**EXCERPTED TEXT:**
The third sentence of paragraph 7 is also misleading. Although the words "kick started" appear in the cited deposition transcript and the "$7.6M" figure appears in the cited document, neither source supports the actual implication of the third sentence. Holiday Inn executive John Merkin's testimony actually was that by "1998, 1999, we would have already had [sic] done whatever early investment we would have done to get [the HISL brand] kick started." Pls. Ex. 4 at 161:24-162:1. Mr. Merkin was not saying, as plaintiff claims, that the "kick starting" of the HISL brand was ramping up in 1998 (when, the court notes, the brand was already four years old), but instead that the "kick starting" was already done by that point.

On the basis of the foregoing analysis, this court agrees with the R R that paragraph 7 of plaintiff's counterstatement is unsupported and should not be adopted. Since this court also concludes that paragraph 7 is misleading, in that it selectively quotes record evidence for propositions that the cited evidence clearly does not support, the court believes that paragraph 7 merits sanction.

Paragraph 9. Defendants raised issues with this paragraph in Exhibit 25 to their Reply, correctly noting that there was no evidence of a plan to increase HISL-specific marketing to $12-$15 million, and that the document cited by plaintiff for this range (Opp'n Ex. 15) referred not to any planned budget, but instead merely to projected future HISL marketing contributions based on projected future HISL revenues over a four-year period (1999-2003). See Reply Ex. 25 at 1. Plaintiff cites nothing to suggest that HISL's revenues (and corresponding marketing contributions) for these years actually grew as projected; indeed, defendants explicitly argue that they did not. See Defs.' Sanctions Reply at 17. Moreover, as noted above, under the plain language of the License Agreement, whatever the actual revenues and marketing contributions in the years 1999-2003 proved to be, defendants were under no obligation during that time or, indeed, at any relevant time, to budget or spend any of the HISL franchisees' marketing contributions on HISL-specific marketing.

Plaintiff's justification, premised on its flawed argument in support of paragraph 7 of its counterstatement, is inapposite, because the "commitment" on which plaintiff relies so heavily is flatly contradicted by the plain terms of the License Agreement and, in any case, irrelevant, because HISL (unlike, for example, Crowne Plaza) was not only part of defendants' "System," but, by virtue of its very name, also part of the Holiday Inn brand itself.

On the basis of the foregoing, this court agrees with the R R that paragraph 9 of plaintiff's counterstatement is baseless and misleading, and should not be adopted by the court. However, since its misleading nature is due not to outright fabrication, but instead to a specious "apples and oranges" comparison based on numbers found in defendants' own documents, this court does not deem it to rise to a level meriting sanction.

**GOAL OF THE EXERCISE:** Write out everything from "Plaintiff's justification, premised" down to "Inn brand itself." in the court ruling excerpt, word for word.

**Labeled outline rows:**
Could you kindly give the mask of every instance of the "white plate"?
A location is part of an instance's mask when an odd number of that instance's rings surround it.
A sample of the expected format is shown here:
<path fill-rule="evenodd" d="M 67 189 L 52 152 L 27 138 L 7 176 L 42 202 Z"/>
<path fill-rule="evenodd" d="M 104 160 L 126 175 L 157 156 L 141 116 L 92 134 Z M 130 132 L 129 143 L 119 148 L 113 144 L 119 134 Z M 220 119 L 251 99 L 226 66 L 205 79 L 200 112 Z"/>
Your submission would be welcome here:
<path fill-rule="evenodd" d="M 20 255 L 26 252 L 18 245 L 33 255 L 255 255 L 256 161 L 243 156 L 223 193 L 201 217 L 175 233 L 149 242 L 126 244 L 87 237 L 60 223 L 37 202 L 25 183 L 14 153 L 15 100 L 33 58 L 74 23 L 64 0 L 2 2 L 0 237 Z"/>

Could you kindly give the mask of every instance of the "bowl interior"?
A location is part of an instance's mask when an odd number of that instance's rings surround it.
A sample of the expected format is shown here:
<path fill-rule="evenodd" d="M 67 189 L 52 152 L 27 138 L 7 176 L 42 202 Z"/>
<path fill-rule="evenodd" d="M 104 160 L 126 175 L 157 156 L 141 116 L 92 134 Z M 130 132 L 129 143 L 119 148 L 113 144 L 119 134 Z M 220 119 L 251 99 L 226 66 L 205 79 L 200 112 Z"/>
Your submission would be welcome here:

**FINISHED ANSWER:**
Plaintiff's justification, premised on its flawed argument in support of paragraph 7 of its counterstatement, is inapposite, because the "commitment" on which plaintiff relies so heavily is flatly contradicted by the plain terms of the License Agreement and, in any case, irrelevant, because HISL (unlike, for example, Crowne Plaza) was not only part of defendants' "System," but, by virtue of its very name, also part of the Holiday Inn brand itself.